Set problem A:
According to the news article about ZTE, in which city is the company based?

=====

ZTE’s Output Is Back to Normal, Plans More Chip R&D, New Chairman Says

ZTE’s Output Is Back to Normal, Plans More Chip R&D, New Chairman Says

Liao Shumin

Date: Wed, 08/29/2018 - 14:56 / source:Yicai
ZTE’s Output Is Back to Normal, Plans More Chip R&D, New Chairman Says
ZTE’s Output Is Back to Normal, Plans More Chip R&D, New Chairman Says

(Yicai Global) Aug. 29 -- ZTE is putting this year’s troubles behind it as China’s second-biggest telecom equipment maker returns to normal production and will focus more attention on researching and developing key components such as microchips, according to the company’s new chairman.

“The company’s primary business has fully recovered and production tasks in August have returned to normal,” Securities Times reported Li Zixue as saying at an extraordinary general meeting of the Shenzhen-based company yesterday. “Research and development is still recovering at a rapid rate and fifth-generation network testing is on schedule.”

=====

Set problem B:
Rewrite the lines of the listing starting at the line containing "Segment the ground" and ending at the line containing "99 88 L 100", including both of those lines and the requests. In the answers only, multiply every path coordinate by 0.25 and round to whole numbers, with halves rounded up.

=====

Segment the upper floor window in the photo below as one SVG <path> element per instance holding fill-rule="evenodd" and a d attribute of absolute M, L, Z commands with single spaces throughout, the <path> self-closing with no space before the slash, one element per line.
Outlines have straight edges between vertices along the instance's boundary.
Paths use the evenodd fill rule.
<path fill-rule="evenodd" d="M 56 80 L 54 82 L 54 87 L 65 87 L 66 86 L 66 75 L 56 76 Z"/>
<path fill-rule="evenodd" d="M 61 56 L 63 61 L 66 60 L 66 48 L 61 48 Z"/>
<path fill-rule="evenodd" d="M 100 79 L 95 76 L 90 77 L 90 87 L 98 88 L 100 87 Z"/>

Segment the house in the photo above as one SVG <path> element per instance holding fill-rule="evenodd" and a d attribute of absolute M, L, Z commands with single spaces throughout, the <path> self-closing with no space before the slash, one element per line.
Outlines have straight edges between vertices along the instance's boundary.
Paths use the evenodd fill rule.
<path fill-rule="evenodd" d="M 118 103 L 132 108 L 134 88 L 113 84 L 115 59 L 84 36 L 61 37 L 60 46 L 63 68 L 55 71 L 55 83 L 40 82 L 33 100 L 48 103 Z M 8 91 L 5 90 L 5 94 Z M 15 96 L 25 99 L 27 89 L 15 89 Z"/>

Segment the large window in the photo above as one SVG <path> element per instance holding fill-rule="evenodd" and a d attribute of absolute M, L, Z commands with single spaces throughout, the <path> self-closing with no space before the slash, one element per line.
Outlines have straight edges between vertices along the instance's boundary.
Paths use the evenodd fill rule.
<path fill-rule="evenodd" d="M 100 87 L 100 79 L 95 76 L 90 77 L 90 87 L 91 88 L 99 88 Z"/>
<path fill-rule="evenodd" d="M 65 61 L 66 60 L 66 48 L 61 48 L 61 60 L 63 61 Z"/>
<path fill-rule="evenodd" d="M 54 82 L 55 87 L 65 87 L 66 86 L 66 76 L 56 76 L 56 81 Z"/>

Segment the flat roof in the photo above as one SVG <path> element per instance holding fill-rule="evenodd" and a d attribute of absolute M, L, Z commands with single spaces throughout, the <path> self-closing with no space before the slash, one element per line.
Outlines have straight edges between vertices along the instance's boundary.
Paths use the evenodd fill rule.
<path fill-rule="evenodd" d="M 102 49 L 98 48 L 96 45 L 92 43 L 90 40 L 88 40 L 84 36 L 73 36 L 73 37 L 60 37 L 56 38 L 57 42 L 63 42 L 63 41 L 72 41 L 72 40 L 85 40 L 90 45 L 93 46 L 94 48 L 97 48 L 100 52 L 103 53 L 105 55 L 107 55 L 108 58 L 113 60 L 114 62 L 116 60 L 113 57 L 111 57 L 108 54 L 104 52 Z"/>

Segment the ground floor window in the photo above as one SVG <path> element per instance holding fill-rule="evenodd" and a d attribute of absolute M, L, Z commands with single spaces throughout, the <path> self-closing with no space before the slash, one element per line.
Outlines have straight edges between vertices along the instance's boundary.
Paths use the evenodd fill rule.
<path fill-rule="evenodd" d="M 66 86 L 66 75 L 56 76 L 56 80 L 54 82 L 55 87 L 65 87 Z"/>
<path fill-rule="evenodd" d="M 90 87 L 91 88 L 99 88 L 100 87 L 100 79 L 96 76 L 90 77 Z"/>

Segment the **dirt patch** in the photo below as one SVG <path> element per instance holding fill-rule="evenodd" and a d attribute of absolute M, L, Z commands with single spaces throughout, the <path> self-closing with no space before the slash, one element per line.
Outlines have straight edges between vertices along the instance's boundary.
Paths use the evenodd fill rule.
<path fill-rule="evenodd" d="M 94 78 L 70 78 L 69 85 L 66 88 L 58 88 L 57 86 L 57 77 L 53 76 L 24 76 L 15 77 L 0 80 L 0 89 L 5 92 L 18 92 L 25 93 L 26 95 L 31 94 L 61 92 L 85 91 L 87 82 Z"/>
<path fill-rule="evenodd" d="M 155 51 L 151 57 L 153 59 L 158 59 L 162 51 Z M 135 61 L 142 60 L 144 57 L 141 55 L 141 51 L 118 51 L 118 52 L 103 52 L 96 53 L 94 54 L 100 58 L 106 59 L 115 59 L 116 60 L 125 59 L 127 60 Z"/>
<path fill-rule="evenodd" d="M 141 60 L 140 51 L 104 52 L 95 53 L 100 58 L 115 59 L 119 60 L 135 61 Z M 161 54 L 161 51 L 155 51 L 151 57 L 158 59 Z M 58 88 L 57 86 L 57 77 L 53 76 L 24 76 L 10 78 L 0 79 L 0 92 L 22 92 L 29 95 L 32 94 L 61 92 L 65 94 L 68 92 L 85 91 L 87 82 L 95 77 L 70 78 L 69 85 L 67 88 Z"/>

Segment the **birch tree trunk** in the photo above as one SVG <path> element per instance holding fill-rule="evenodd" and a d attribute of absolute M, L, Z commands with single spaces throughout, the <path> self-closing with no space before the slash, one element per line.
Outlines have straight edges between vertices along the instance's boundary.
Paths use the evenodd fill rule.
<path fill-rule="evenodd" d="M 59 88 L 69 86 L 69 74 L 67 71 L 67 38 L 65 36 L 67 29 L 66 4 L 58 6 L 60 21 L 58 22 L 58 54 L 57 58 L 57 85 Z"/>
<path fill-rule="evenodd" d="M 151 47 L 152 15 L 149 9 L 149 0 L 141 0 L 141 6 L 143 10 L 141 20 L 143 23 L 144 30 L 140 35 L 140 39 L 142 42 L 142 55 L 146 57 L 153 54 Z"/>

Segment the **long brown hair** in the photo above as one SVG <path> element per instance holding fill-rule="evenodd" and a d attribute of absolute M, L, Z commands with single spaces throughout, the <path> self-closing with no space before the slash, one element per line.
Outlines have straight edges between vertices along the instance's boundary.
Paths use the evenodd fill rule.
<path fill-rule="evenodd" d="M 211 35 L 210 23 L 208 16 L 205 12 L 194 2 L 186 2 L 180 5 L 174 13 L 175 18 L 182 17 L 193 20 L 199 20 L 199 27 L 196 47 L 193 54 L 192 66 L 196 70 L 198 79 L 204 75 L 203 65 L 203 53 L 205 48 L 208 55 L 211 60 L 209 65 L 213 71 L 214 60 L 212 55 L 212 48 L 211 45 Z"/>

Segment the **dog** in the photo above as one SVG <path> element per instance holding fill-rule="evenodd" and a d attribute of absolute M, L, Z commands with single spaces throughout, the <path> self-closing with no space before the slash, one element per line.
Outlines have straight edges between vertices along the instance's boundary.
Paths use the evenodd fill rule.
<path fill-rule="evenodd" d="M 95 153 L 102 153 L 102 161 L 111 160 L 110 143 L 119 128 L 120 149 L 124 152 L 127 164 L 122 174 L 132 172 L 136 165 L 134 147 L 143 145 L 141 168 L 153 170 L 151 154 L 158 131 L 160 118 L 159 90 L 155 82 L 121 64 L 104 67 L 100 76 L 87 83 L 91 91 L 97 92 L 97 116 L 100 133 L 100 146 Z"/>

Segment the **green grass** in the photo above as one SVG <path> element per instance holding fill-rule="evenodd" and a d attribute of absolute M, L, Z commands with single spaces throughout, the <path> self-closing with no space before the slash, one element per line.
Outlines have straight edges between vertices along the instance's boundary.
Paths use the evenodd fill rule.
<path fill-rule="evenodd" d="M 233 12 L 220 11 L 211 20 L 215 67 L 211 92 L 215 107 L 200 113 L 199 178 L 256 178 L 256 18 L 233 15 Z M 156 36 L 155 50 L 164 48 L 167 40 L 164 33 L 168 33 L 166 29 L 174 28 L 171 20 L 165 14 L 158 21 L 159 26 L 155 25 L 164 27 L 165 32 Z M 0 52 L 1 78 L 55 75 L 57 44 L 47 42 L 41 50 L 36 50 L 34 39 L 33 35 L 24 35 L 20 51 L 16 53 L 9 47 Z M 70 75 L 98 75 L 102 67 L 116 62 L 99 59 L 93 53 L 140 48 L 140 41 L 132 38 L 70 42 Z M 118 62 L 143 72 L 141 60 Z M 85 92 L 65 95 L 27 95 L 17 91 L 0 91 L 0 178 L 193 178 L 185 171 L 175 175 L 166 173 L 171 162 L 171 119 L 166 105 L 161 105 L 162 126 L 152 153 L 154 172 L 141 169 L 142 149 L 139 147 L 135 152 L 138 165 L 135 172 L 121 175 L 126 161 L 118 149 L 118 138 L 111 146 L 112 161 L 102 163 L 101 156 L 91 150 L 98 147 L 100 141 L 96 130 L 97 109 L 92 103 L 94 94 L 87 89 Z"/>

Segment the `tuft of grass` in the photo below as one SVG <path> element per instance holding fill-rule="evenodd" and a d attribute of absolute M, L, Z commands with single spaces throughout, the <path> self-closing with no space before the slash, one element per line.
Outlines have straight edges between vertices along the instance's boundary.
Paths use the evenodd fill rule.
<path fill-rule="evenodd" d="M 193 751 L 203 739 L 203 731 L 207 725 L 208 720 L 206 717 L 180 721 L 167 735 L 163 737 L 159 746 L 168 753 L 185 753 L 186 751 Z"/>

=====

Solution A:
Shenzhen

Solution B:
Segment the ground floor window in the photo above as one SVG <path> element per instance holding fill-rule="evenodd" and a d attribute of absolute M, L, Z commands with single spaces throughout, the <path> self-closing with no space before the slash, one element per line.
Outlines have straight edges between vertices along the instance's boundary.
Paths use the evenodd fill rule.
<path fill-rule="evenodd" d="M 17 22 L 17 19 L 14 19 L 14 20 L 14 21 L 14 22 L 16 22 Z"/>
<path fill-rule="evenodd" d="M 23 22 L 23 22 L 25 22 L 25 22 L 25 20 L 24 19 L 23 19 Z"/>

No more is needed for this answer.